■ **TASK STATEMENT**: Render the lines below as a Markdown table with the columns "No." and "Line", giving each line its row number and skipping any blank lines. Omit the pictures from the table.

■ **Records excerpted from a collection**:
"""

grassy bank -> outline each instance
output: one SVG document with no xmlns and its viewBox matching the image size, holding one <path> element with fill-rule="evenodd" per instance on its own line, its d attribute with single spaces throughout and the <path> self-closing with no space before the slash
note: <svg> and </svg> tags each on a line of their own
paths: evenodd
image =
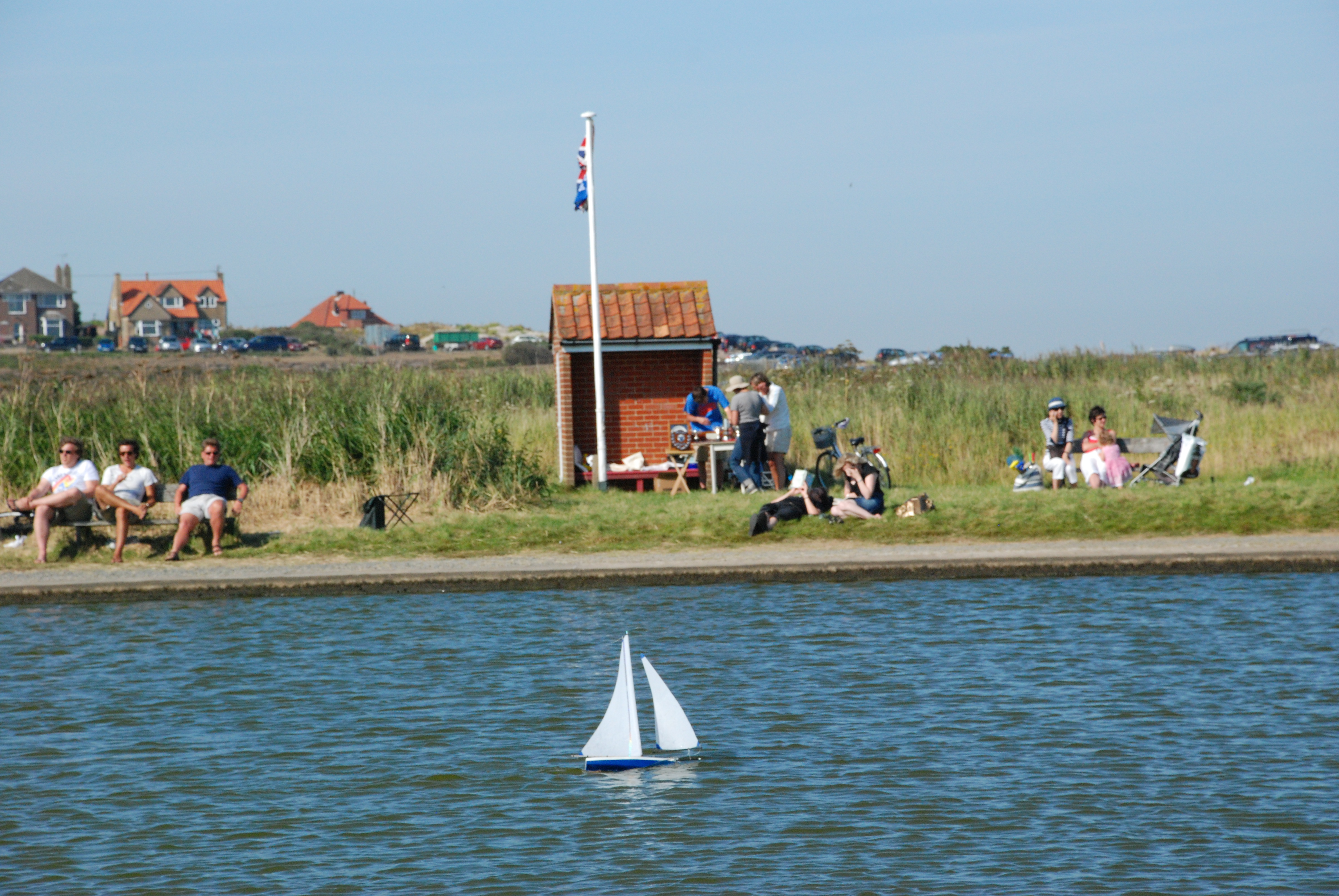
<svg viewBox="0 0 1339 896">
<path fill-rule="evenodd" d="M 898 489 L 904 498 L 912 489 Z M 1237 481 L 1196 488 L 1134 492 L 1086 489 L 1052 494 L 1014 494 L 996 486 L 931 489 L 939 510 L 912 520 L 852 521 L 833 525 L 818 518 L 783 524 L 750 540 L 749 514 L 757 497 L 736 493 L 600 494 L 564 490 L 520 510 L 450 512 L 420 518 L 412 526 L 384 532 L 317 525 L 265 534 L 245 521 L 245 534 L 225 538 L 236 558 L 371 558 L 467 557 L 525 552 L 589 553 L 597 550 L 676 549 L 777 542 L 915 544 L 927 541 L 1023 541 L 1117 538 L 1129 536 L 1264 534 L 1322 532 L 1339 520 L 1339 482 L 1272 482 L 1243 486 Z M 66 536 L 60 536 L 64 538 Z M 108 563 L 106 548 L 75 550 L 64 541 L 62 560 Z M 169 533 L 127 548 L 127 560 L 153 563 L 167 550 Z M 214 563 L 197 541 L 190 558 Z M 31 545 L 0 553 L 0 568 L 25 568 Z M 722 557 L 722 563 L 728 563 Z"/>
<path fill-rule="evenodd" d="M 273 533 L 228 542 L 234 556 L 735 544 L 761 504 L 736 494 L 671 501 L 554 489 L 548 368 L 119 360 L 99 367 L 98 359 L 20 358 L 0 368 L 0 478 L 8 493 L 27 489 L 52 462 L 59 435 L 70 433 L 87 441 L 99 466 L 114 462 L 118 438 L 135 437 L 167 481 L 195 461 L 200 438 L 222 438 L 229 462 L 254 486 L 244 529 Z M 936 367 L 811 368 L 775 379 L 790 395 L 793 459 L 811 461 L 810 427 L 850 417 L 852 434 L 882 445 L 893 497 L 927 490 L 940 506 L 913 521 L 806 521 L 777 538 L 1111 537 L 1339 522 L 1339 352 L 1034 362 L 960 352 Z M 1056 394 L 1077 413 L 1103 404 L 1127 435 L 1148 433 L 1154 413 L 1202 410 L 1202 477 L 1182 489 L 1012 494 L 1004 457 L 1038 447 L 1042 408 Z M 1243 488 L 1247 475 L 1257 485 Z M 422 493 L 414 528 L 352 528 L 363 498 L 394 490 Z M 131 554 L 153 556 L 159 541 Z M 23 556 L 4 552 L 0 567 Z"/>
</svg>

"""

■ **PROBLEM SOLUTION**:
| No. | Line |
|---|---|
| 1 | grassy bank -> outline each instance |
| 2 | output: one SVG document with no xmlns and its viewBox matching the image size, holding one <path> element with fill-rule="evenodd" per instance on its own line, its d attribute with single spaces throughout and the <path> self-closing with no space before the slash |
| 3 | note: <svg> and </svg> tags each on a line of their own |
| 4 | paths: evenodd |
| 5 | image = |
| 6 | <svg viewBox="0 0 1339 896"> |
| 7 | <path fill-rule="evenodd" d="M 898 489 L 904 498 L 912 489 Z M 1237 481 L 1196 488 L 1134 492 L 1086 489 L 1052 494 L 1014 494 L 996 486 L 931 489 L 939 510 L 912 520 L 852 521 L 833 525 L 818 518 L 783 524 L 750 540 L 749 514 L 757 497 L 736 493 L 600 494 L 564 490 L 520 510 L 450 512 L 420 518 L 412 526 L 384 532 L 317 525 L 265 534 L 245 521 L 245 534 L 225 538 L 236 558 L 371 558 L 467 557 L 525 552 L 589 553 L 597 550 L 676 549 L 777 542 L 915 544 L 927 541 L 1023 541 L 1117 538 L 1129 536 L 1264 534 L 1322 532 L 1339 520 L 1339 482 L 1272 482 L 1243 486 Z M 66 536 L 60 536 L 64 538 Z M 108 563 L 106 548 L 75 550 L 64 541 L 62 560 Z M 169 533 L 127 548 L 127 560 L 153 563 L 167 550 Z M 214 563 L 197 541 L 190 558 Z M 31 545 L 0 553 L 0 568 L 25 568 Z M 722 557 L 722 563 L 728 563 Z"/> |
| 8 | <path fill-rule="evenodd" d="M 273 533 L 228 542 L 234 556 L 735 544 L 761 504 L 736 494 L 671 501 L 554 489 L 548 368 L 119 360 L 99 367 L 98 359 L 20 358 L 0 368 L 0 478 L 8 493 L 27 489 L 52 462 L 59 435 L 70 433 L 87 441 L 99 466 L 114 462 L 118 438 L 135 437 L 167 481 L 195 461 L 200 438 L 222 438 L 229 462 L 254 486 L 244 529 Z M 936 367 L 811 368 L 775 379 L 790 395 L 793 459 L 811 461 L 810 427 L 850 417 L 852 434 L 882 445 L 893 497 L 927 490 L 940 506 L 913 521 L 806 521 L 777 538 L 1111 537 L 1339 522 L 1339 352 L 1034 362 L 960 352 Z M 1056 394 L 1077 413 L 1103 404 L 1127 435 L 1148 433 L 1154 413 L 1202 410 L 1202 477 L 1182 489 L 1012 494 L 1004 457 L 1038 447 L 1042 408 Z M 1243 488 L 1247 475 L 1257 485 Z M 422 493 L 414 528 L 352 528 L 363 498 L 394 490 Z M 131 554 L 153 556 L 159 541 Z M 23 556 L 4 552 L 0 567 Z"/> |
| 9 | </svg> |